• **PASSAGE**

Lyceum Schöndeln is a secondary school in Roermond, Netherlands. It combines a havo, an atheneum and a gymnasium and incorporates specialisations in both the arts (cultuurprofielschool) and the exact sciences (technasium). The school was formed in 2007 from the merger of the Stedelijk Lyceum and the Bisschoppelijk College Schöndeln.

==History==

===Bisschoppelijk College Schöndeln===
The Bisschoppelijk College (Episcopal College), a Catholic secondary school, opened in the centre of Roermond in 1851; in order to expand, it moved to a new building in the Schöndeln estate in 1961. In 1964, the school was issued a building permit for a boarding school, which initially drew students from all over the Netherlands, but then declined in size and was closed in 1993.

==Stedelijk Lyceum==
The Rijks Hogere Burgerschool (National Higher Secondary School) opened in 1864, also in the centre of Roermond. In 1980 it moved to a new building on the east side of the city and changed its name to Stedelijk Lyceum (Municipal Lyceum).

• **PROBLEM A**
In the text about Lyceum Schöndeln, when did the boarding school close?
• **PROBLEM B**
Write what comes next in the text about Lyceum Schöndeln, starting right after its last sentence.

• **Stored entries**
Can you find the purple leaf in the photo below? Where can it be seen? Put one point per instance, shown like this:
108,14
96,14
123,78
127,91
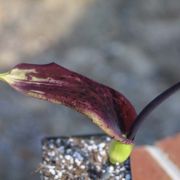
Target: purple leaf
107,108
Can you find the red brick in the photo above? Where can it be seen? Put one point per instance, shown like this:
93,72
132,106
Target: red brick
144,167
171,146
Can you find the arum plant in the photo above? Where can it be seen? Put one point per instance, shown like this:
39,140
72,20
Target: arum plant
106,107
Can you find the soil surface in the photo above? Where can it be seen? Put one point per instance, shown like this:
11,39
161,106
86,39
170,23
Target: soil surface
132,46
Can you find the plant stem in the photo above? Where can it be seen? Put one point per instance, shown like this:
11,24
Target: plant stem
150,107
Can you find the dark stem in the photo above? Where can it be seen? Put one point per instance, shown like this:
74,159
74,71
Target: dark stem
149,108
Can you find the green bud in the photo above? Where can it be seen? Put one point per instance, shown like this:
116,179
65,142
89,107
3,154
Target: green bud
119,152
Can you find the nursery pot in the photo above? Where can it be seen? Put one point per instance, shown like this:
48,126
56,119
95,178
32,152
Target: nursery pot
80,158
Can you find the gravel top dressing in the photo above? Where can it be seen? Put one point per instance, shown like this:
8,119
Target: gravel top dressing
80,158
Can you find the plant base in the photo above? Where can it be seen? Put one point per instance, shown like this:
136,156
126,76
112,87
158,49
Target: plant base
80,158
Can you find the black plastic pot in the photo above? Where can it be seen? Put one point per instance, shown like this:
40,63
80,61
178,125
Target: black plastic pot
80,158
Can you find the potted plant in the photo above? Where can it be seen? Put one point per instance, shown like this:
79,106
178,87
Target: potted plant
106,107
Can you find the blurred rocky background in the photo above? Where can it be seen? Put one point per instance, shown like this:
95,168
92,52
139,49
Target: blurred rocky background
132,46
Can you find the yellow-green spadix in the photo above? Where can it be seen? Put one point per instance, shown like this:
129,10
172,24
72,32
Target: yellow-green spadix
119,152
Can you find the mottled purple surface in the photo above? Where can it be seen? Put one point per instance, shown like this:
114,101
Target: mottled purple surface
105,106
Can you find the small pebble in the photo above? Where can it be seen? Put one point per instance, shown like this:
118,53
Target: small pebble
81,159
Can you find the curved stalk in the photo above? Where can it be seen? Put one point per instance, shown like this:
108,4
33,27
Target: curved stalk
150,107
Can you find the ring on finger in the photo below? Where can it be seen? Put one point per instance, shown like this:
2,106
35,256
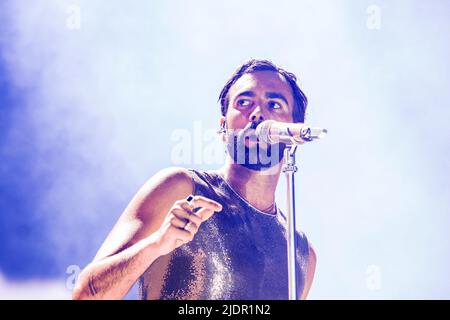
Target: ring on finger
190,202
187,226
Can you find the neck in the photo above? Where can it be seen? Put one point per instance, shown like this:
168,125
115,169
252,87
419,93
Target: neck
257,187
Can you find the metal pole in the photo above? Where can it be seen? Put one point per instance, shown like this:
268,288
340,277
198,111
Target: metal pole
289,170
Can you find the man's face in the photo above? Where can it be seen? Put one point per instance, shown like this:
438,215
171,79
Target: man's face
256,97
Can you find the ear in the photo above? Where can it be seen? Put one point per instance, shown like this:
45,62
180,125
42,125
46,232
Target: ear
223,124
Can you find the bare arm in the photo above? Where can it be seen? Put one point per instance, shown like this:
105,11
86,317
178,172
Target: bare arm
312,258
144,232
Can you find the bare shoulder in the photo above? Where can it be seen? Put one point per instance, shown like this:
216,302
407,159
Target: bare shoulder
146,211
312,260
159,193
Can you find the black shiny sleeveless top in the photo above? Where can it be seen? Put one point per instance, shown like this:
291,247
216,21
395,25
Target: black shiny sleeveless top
239,253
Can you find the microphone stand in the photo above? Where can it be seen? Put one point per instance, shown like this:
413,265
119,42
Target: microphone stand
282,133
289,170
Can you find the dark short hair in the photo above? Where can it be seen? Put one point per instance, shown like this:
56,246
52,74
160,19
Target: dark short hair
254,65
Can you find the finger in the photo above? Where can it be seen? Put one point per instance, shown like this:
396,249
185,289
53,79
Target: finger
182,234
191,227
181,213
205,214
200,201
177,222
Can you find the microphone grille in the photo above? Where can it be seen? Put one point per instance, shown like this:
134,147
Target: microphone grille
263,131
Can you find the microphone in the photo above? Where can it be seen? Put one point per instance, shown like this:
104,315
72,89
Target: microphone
271,131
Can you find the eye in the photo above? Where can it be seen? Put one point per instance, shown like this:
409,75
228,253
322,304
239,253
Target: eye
244,102
274,105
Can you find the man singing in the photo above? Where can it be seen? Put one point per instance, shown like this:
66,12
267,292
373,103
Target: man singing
218,234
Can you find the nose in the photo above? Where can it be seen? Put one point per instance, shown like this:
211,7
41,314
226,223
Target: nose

• **ANSWER A**
1993

• **ANSWER B**
===Fusion to form Lyceum Schöndeln===
In 2007, the two schools were combined to form Lyceum Schöndeln, which is housed in the former buildings of Bisschoppelijk College Schöndeln. It offers the havo and university entrance (vwo: Voorbereidend wetenschappelijk onderwijs) tracks, consisting of atheneum and gymnasium; a new school, Mavo Roermond, provides vocationally oriented lower secondary or middle-school education (mavo: Middelbaar algemeen voortgezet onderwijs) in the former buildings of the Stedelijk Lyceum, and another new school, Niekée, is a vmbo and occupies a new building. Together with a Dutch as a Second Language division, the schools together form Mundium College, run by the Stichting Onderwijs Midden-Limburg. One other Roermond secondary school, Bisschoppelijk College Broekhin, continues to exist.

Lyceum Schöndeln has been a cultuurprofielschool and a technasium since 2009. As of 2011, there were 1060 students and 80 teachers (66 full-time equivalency).

==Buildings==
The school has several buildings. Most classes are housed in the main building, as are media labs, cafeterias, gyms and the staff room, but other buildings have also been adapted to provide classroom space to meet increasing need. The former dormitory was first used as classroom space and then demolished and replaced with an annexe. The former chapel has been adapted to a "bioblock" containing biology labs. The caretaker's residence was for a while used for guidance and as meeting space, but has now also been demolished and replaced with temporary classroom buildings.

==Extracurricular activities==
A number of extracurricular activities take place throughout the school year, including outings, carnival, a drama and musical evening, a film festival, a debating contest, a coffee concert, and the school dance. Students can also participate in the Technische Toneel Commissie (theatre tech commission), Organisatie & PodiumActiviteiten (organisation and podium activities), student parliament, and band. There is also a school newspaper, the LenS, started in 2009.